BEGIN Selected text

Before it could follow through, however, a fire broke out in the AVC system on December 2, 2006 and caused extensive damage. Structural Metals blamed S & C Electric’s AVC units for causing the fire, and demanded its money back.
When S & C Electric refused, Structural Metals sued for breach of contract and breach of warranty under Texas law. Under both theories of recovery, Structural Metals sought not just the value of the AVC units, but the value of the entire “AVC System,” including components purchased from other companies.
After the litigation began, the cause of the fire continued to be a major issue. Structural Metals contended that the AVC units caused the fire, whereas S & C Electric claimed that the electrical cables running from one of the AVC units to one of the transformers — which had not been installed by S & C Electric — were the cause. S & C Electric claimed that the cables used were rated for too low a current and were overtaxed by the AVC system, causing them to overheat and arc, causing the fire.
The electric cables ran through an underground culvert from the building housing the AVC units to the transformers. After the fire, Structural Metals retrieved the electric cables from the burned out, melted culvert and stored them in a locked building on the plant’s premises. Yet, before S & C Electric was able to investigate the cables in connection with this litigation, the cables disappeared.2 As a spoliation remedy, the district court approved Structural Metals’s proposal that it not be allowed to contest that the fire started in the cables at-trial.
After the fire, Structural Metals filed a claim with its insurance company, Liberty Mutual. Liberty Mutual investigated the-fire damage and prepared a list of items that needed to be repaired or replaced and proposed a settlement of the insurance claim. After some negotiation, Liberty Mutual agreed to settle the claim for $475,650, which, after Structural Metals’s $200,000 deductible, resulted in a net insurance payment of $275,650.
The case went to trial in November 2009, with Structural Metals asserting a breach of contract claim that also included theories of breach of an express warranty, breach of the implied warranty of merchantability, and breach of the implied .warranty of fitness for a particular purpose. On the breach of warranty claims, the jury was instructed that the measure of damages is “[t]he difference, if any, at the time and place of acceptance, between the value of the AVC system accepted and the value that the AVC system would have had if it had been as warranted.”
The jury found S & C Electric liable -for breach of an express warranty, breach of the implied warranty of merchantability, and breach of the implied warranty of fitness for a particular purpose.3 The jury awarded Structural Metals $306,500 in damages.

END Selected text

• _Job 1_:
Convert every line of the rows below into a numbered list, leaving out blank lines. Omit the pictures from your answer.
• _Job 2_:
Carry on the account of the AVC system fire and lawsuit from the point where it stops.
The rows that follow bear no relation to the text about the AVC system fire and the resulting lawsuit.

BEGIN Available records

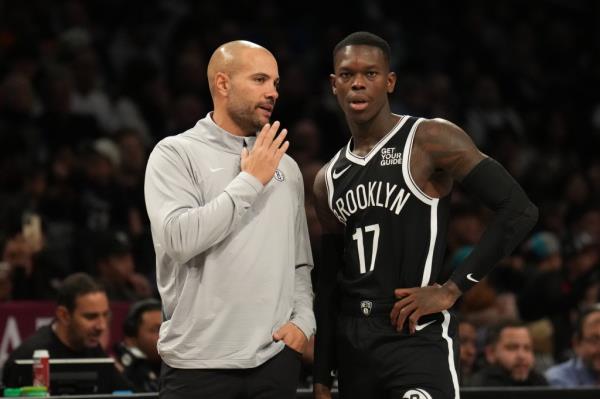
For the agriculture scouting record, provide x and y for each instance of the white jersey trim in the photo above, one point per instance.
(451, 365)
(432, 239)
(364, 160)
(329, 181)
(412, 186)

END Available records

• _Answer 1_:
1. For the agriculture scouting record, provide x and y for each instance of the white jersey trim in the photo above, one point per instance.
2. (451, 365)
3. (432, 239)
4. (364, 160)
5. (329, 181)
6. (412, 186)

• _Answer 2_:
After the verdict, S & C Electric moved the court to remit the damages award under Federal Rule of Civil Procedure *30259(e).4 S & C Electric argued that its damages should be remitted by the amount of the insurance payment that Structural Metals received from Liberty Mutual. The district court denied that motion, ruling that, under Texas law, the collateral source rule bars consideration of insurance payments in contract actions as well as in tort actions and, alternatively, that S & C Electric failed to show that the insurance payment compensated Structural Metals for the same loss as the damages award.
Structural Metals then moved for attorney’s fees under section 38.001 of the Texas Civil Practice and Remedies Code. The district court awarded Structural Metals attorney’s fees in the amount of $727,487.32 and costs in the amount of $11,910.77.
S & C Electric then timely appealed. On appeal, S & C Electric argues that the district court erred in denying its motion for remittitur and in its award of attorney’s fees.
II. The Motion for Remittitur
S & C Electric argues on appeal that the district court erred in refusing to remit Structural Metals’s damages award in the amount of the insurance payment from Liberty Mutual to Structural Metals after the fire. We review the district court’s decision to deny S & C Electric’s motion for remittitur for abuse of discretion. See Consol Cos., Inc. v. Lexington Ins. Co., 616 F.3d 422, 435 (5th Cir.2010) (“The decision to grant or deny a motion for new trial or remittitur rests in the sound discretion of the trial judge; that exercise of discretion can be set aside only upon a clear showing of abuse.” (internal quotation marks omitted)). Remittitur can be ordered in two ways. In the first, the plaintiff is offered a choice — accept the remittitur or a new trial will be ordered. See Wright & Miller, 11 Fed. Prac. & Proc. § 2815 (3d ed.2012); Consol. Cos., 616 F.3d at 435. In the second, remittitur is ordered without offering the plaintiffs a new trial. This method is only permissible, without running afoul of the Seventh Amendment, where “ ‘it is apparent as a matter of law that certain identifiable sums included in the verdict should not have been there.’ ” Consol. Cos., 616 F.3d at 435 (quoting Foradori v. Harris, 523 F.3d 477, 503 (5th Cir.2008)). S & C Electric here argues only that the second, unconditional type of remittitur was appropriate, indicated by its repeated invocations of the standard for that relief.
As such, in order to prevail, S & C Electric must show that “as a matter of law ... certain identifiable sums included in the verdict should not have been there.” Id. (internal quotation marks omitted). S & C Electric avers that the damages award should have been reduced by the full amount of the insurance payment. S & C Electric contends that, under Texas law, the collateral source rule permitting recoveries from two sources for the same injury is limited to tort cases, not contract cases like this one.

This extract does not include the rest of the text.